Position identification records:
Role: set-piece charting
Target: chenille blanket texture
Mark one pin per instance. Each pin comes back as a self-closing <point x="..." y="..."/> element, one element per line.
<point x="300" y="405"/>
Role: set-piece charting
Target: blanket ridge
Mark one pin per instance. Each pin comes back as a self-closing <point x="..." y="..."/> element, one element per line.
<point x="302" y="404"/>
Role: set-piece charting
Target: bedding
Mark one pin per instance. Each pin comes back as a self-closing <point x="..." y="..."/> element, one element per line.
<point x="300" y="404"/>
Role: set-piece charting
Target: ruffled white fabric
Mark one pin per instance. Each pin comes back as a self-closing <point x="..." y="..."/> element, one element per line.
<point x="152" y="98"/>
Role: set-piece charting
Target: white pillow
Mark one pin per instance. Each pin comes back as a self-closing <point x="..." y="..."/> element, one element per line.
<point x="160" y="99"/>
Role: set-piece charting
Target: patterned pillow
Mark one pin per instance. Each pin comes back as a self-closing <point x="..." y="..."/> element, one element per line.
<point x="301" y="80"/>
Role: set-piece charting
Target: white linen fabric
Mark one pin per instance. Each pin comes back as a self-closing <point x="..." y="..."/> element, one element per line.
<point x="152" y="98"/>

*WHAT THE TASK ASKS:*
Select each line in the entries above that contains the string "Target", and copy those lines.

*OUTPUT FOR THIS EXERCISE:*
Target: chenille blanket texture
Target: blanket ridge
Target: bedding
Target: ruffled white fabric
Target: white pillow
Target: patterned pillow
Target: white linen fabric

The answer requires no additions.